Starting at the top line, return each entry word for word.

(Data extracted from a collection)
>>

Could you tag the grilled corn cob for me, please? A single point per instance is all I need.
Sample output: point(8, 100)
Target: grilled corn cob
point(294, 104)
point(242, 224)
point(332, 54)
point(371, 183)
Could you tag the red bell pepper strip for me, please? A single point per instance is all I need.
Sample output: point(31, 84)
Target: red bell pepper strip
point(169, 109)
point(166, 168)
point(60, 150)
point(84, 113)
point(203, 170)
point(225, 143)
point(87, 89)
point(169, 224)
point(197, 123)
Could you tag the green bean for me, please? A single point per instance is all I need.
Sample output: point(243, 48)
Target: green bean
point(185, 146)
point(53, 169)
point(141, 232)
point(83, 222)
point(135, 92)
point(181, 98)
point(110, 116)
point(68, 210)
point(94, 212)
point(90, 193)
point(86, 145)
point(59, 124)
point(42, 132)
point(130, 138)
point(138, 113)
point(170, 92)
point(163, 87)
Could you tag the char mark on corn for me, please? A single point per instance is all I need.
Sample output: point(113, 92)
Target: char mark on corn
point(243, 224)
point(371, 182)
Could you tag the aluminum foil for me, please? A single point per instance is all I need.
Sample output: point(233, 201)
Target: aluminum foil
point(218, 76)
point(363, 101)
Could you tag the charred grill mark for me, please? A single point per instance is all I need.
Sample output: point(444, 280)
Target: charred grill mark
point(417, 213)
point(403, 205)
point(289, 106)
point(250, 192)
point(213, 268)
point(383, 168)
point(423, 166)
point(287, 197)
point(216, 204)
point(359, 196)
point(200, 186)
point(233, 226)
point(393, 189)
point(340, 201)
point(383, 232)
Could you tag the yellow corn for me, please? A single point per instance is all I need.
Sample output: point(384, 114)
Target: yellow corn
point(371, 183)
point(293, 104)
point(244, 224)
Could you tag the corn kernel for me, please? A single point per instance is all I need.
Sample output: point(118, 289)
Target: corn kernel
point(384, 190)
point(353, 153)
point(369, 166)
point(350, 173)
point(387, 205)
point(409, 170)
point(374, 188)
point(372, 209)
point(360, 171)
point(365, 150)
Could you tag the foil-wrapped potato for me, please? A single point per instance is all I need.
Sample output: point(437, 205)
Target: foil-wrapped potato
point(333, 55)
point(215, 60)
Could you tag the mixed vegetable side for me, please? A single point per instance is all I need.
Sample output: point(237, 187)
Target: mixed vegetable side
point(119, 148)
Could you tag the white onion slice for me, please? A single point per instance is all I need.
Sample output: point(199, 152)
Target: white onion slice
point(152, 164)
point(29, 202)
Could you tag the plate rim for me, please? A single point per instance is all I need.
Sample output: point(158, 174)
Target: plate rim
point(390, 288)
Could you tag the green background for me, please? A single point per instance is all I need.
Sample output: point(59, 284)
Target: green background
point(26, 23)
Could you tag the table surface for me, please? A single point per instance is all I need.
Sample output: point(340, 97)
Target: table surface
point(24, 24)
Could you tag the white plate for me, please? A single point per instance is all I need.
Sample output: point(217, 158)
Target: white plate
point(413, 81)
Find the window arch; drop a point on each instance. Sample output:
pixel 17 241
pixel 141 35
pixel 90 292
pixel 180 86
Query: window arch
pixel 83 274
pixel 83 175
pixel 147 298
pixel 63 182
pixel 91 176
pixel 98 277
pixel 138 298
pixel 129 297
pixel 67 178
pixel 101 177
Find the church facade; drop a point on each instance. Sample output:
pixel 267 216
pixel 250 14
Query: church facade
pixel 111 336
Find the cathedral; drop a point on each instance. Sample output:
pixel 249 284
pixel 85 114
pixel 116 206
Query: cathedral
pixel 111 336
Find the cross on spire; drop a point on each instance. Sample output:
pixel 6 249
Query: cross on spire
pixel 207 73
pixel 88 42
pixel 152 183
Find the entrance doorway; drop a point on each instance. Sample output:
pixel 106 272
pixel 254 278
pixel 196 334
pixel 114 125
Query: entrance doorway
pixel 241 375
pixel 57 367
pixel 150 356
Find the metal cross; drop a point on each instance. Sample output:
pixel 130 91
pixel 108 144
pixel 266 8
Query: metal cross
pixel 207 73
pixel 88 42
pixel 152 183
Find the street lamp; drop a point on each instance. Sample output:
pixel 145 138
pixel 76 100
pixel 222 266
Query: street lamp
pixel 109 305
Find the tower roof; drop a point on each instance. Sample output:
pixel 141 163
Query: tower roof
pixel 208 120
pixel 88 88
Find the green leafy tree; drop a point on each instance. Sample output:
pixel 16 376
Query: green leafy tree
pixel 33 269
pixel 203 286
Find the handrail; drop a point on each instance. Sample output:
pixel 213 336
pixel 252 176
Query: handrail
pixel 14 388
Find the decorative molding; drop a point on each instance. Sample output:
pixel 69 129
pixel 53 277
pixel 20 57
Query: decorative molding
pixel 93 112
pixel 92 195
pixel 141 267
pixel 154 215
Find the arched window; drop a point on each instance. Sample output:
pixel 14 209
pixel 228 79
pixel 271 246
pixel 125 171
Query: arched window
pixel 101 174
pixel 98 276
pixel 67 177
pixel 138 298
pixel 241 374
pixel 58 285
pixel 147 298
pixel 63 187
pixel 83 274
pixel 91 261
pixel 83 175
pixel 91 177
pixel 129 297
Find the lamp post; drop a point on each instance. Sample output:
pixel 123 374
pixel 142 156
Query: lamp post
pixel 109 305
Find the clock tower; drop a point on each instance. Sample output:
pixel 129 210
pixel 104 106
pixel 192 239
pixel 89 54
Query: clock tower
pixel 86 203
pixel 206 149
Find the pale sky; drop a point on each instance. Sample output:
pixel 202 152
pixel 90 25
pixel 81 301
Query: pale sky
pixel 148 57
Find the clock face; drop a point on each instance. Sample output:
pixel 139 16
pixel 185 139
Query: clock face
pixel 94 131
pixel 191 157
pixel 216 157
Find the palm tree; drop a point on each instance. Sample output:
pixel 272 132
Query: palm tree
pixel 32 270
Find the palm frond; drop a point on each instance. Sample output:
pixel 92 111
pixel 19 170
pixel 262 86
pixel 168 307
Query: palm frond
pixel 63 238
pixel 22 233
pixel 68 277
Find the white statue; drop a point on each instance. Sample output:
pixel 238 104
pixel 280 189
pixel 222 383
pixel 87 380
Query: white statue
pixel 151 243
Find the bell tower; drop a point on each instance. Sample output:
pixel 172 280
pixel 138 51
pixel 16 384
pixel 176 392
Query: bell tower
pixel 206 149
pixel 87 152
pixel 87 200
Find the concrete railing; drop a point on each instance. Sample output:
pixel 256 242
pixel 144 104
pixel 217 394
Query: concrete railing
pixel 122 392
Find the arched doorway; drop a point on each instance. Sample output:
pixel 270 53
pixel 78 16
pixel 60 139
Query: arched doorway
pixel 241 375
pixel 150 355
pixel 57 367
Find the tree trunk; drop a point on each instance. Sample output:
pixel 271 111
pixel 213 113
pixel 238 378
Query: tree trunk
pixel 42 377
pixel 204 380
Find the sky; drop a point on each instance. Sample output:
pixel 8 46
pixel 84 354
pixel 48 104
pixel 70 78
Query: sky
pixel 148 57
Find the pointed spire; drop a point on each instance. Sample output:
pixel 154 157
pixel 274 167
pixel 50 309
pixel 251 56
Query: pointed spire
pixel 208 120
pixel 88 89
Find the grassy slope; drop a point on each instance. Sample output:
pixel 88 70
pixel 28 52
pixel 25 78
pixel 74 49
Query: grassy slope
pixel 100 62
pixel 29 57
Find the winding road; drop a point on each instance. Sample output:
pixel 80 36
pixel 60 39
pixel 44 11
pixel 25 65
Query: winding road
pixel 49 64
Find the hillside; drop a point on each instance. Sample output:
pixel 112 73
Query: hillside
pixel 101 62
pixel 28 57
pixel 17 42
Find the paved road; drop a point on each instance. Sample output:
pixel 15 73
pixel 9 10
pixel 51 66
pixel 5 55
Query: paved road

<<

* [Response]
Could you tag the grilled corn cob for me, please? A single point per instance is all I need.
Sample output: point(8, 100)
Target: grilled corn cob
point(294, 104)
point(242, 224)
point(332, 54)
point(371, 183)
Could you tag the red bell pepper strip for me, please? A single point per instance is all I need.
Sample output: point(31, 84)
Target: red bell pepper strip
point(169, 109)
point(166, 168)
point(60, 150)
point(84, 113)
point(203, 170)
point(225, 143)
point(87, 89)
point(169, 224)
point(197, 123)
Could you tag the green bean for me, please? A single point per instance is all I need.
Sample output: point(243, 48)
Target: green bean
point(185, 146)
point(53, 169)
point(141, 232)
point(83, 222)
point(135, 92)
point(181, 98)
point(110, 116)
point(68, 210)
point(94, 212)
point(90, 193)
point(86, 145)
point(59, 124)
point(42, 132)
point(130, 138)
point(138, 113)
point(170, 92)
point(163, 87)
Could you tag the char mark on corn for me, please? A single point per instance is all I need.
Sample output: point(113, 92)
Target: char mark on corn
point(243, 224)
point(371, 182)
Could you tag the aluminum foil for me, please? A single point per instance is all I need.
Sample output: point(233, 201)
Target: aluminum foil
point(218, 76)
point(363, 101)
Could you tag the charred grill mark for me, please? A single point per instance is all I need.
Sample output: point(444, 280)
Target: charred grill mark
point(417, 213)
point(403, 205)
point(289, 106)
point(250, 192)
point(213, 268)
point(383, 168)
point(423, 166)
point(287, 197)
point(216, 204)
point(359, 196)
point(200, 186)
point(233, 226)
point(393, 189)
point(340, 201)
point(383, 232)
Could you tag the yellow corn for me, please? A single point per instance is all I need.
Sample output: point(384, 114)
Target: yellow corn
point(371, 183)
point(293, 104)
point(244, 224)
Could you tag the corn kernel for me, please? A single point per instance is all I need.
Sample output: point(118, 289)
Target: corn kernel
point(384, 190)
point(353, 153)
point(369, 166)
point(350, 173)
point(387, 205)
point(409, 170)
point(374, 188)
point(372, 209)
point(360, 171)
point(365, 150)
Could you tag the foil-wrapped potato for me, please? A single point per instance is all I need.
Sample output: point(437, 205)
Target: foil-wrapped potato
point(333, 55)
point(215, 60)
Could you tag the mixed vegetable side for me, please? A single point per instance is all I need.
Sample output: point(237, 187)
Target: mixed vegetable side
point(119, 148)
Could you tag the white onion slice for me, please? A single point per instance is all I need.
Sample output: point(199, 152)
Target: white onion slice
point(152, 164)
point(29, 202)
Could you tag the plate rim for me, please? A single point per instance is all I need.
Sample output: point(158, 174)
Target: plate rim
point(390, 288)
Could you tag the green background for me, please? A single point per instance is all I need.
Sample output: point(59, 284)
Target: green background
point(26, 23)
Could you tag the table surface for me, please? A single point per instance is all I need.
Sample output: point(340, 97)
Target: table surface
point(24, 24)
Could you tag the white plate for me, please? A single point per instance is all I need.
Sample output: point(217, 158)
Target: white plate
point(413, 81)
Find the window arch; drop a point on each instance. Sample output:
pixel 17 241
pixel 141 35
pixel 90 292
pixel 180 86
Query: window arch
pixel 83 274
pixel 83 175
pixel 147 298
pixel 63 182
pixel 91 176
pixel 98 277
pixel 138 298
pixel 129 297
pixel 67 178
pixel 101 177
Find the church facade; drop a point on each instance. Sample output:
pixel 267 216
pixel 250 14
Query: church facade
pixel 111 336
Find the cathedral; drop a point on each instance. Sample output:
pixel 249 284
pixel 85 114
pixel 116 206
Query: cathedral
pixel 111 336
Find the cross on spire; drop a point on each instance. Sample output:
pixel 6 249
Query: cross on spire
pixel 207 73
pixel 88 42
pixel 152 183
Find the entrance doorway; drop a point on each instance. Sample output:
pixel 106 272
pixel 254 278
pixel 196 334
pixel 114 125
Query: entrance doorway
pixel 241 375
pixel 57 367
pixel 150 356
Find the metal cross; drop a point on each instance. Sample output:
pixel 130 91
pixel 108 144
pixel 266 8
Query: metal cross
pixel 207 73
pixel 88 42
pixel 152 183
Find the street lamp; drop a point on each instance. Sample output:
pixel 145 138
pixel 76 100
pixel 222 266
Query: street lamp
pixel 109 305
Find the tower roof; drop a point on each instance. Sample output:
pixel 141 163
Query: tower roof
pixel 208 120
pixel 88 88
Find the green leafy tree; drop a point on each instance. Sample output:
pixel 16 376
Query: green leafy tree
pixel 33 269
pixel 203 286
Find the handrail; drop a point on each instance. Sample output:
pixel 213 336
pixel 252 176
Query: handrail
pixel 14 388
Find the decorative molding; drop a point on each instance. Sample output:
pixel 69 129
pixel 53 277
pixel 20 57
Query: decorative molding
pixel 93 112
pixel 92 195
pixel 141 267
pixel 154 215
Find the arched window; drop a point on each instance. Sample output:
pixel 14 209
pixel 228 79
pixel 271 246
pixel 125 171
Query: arched window
pixel 101 174
pixel 98 276
pixel 67 177
pixel 138 298
pixel 241 374
pixel 58 285
pixel 147 298
pixel 63 187
pixel 83 274
pixel 91 261
pixel 83 175
pixel 91 177
pixel 129 297
Find the lamp post; drop a point on each instance. Sample output:
pixel 123 374
pixel 142 156
Query: lamp post
pixel 109 305
Find the clock tower; drop a point on each instance. Sample output:
pixel 129 210
pixel 104 106
pixel 192 239
pixel 89 54
Query: clock tower
pixel 86 203
pixel 206 149
Find the pale sky; drop a point on each instance. Sample output:
pixel 202 152
pixel 90 25
pixel 81 301
Query: pale sky
pixel 148 57
Find the clock face; drop a point on each instance. Sample output:
pixel 139 16
pixel 185 139
Query: clock face
pixel 94 131
pixel 191 157
pixel 216 157
Find the palm tree; drop a point on each instance. Sample output:
pixel 272 132
Query: palm tree
pixel 32 270
Find the palm frond; drop a point on each instance. Sample output:
pixel 92 111
pixel 19 170
pixel 262 86
pixel 168 307
Query: palm frond
pixel 63 238
pixel 22 233
pixel 68 277
Find the white statue; drop a point on each instance. Sample output:
pixel 238 104
pixel 280 189
pixel 222 383
pixel 87 380
Query: white statue
pixel 151 243
Find the bell tower; drop a point on each instance. Sample output:
pixel 172 280
pixel 138 51
pixel 16 384
pixel 176 392
Query: bell tower
pixel 206 149
pixel 87 152
pixel 87 200
Find the concrete railing; drop a point on each instance. Sample output:
pixel 256 242
pixel 144 104
pixel 217 394
Query: concrete railing
pixel 122 392
Find the arched doorway; drop a point on each instance. Sample output:
pixel 270 53
pixel 78 16
pixel 60 139
Query: arched doorway
pixel 241 375
pixel 150 355
pixel 57 367
Find the tree trunk; drop a point on each instance. Sample output:
pixel 271 111
pixel 213 113
pixel 238 378
Query: tree trunk
pixel 42 377
pixel 204 380
Find the sky; drop a point on each instance. Sample output:
pixel 8 46
pixel 84 354
pixel 48 104
pixel 70 78
Query: sky
pixel 148 57
Find the pointed spire; drop a point on each instance. Sample output:
pixel 154 157
pixel 274 167
pixel 50 309
pixel 251 56
Query: pointed spire
pixel 208 120
pixel 88 89
Find the grassy slope; drop a point on each instance. Sample output:
pixel 88 70
pixel 28 52
pixel 25 78
pixel 74 49
Query: grassy slope
pixel 100 62
pixel 29 57
Find the winding road; drop a point on each instance. Sample output:
pixel 80 36
pixel 60 39
pixel 44 11
pixel 25 65
Query: winding road
pixel 49 64
Find the hillside; drop a point on each instance. Sample output:
pixel 112 73
Query: hillside
pixel 101 62
pixel 28 57
pixel 17 42
Find the paved road; drop a point on each instance. Sample output:
pixel 15 73
pixel 9 10
pixel 51 66
pixel 5 55
Query: paved road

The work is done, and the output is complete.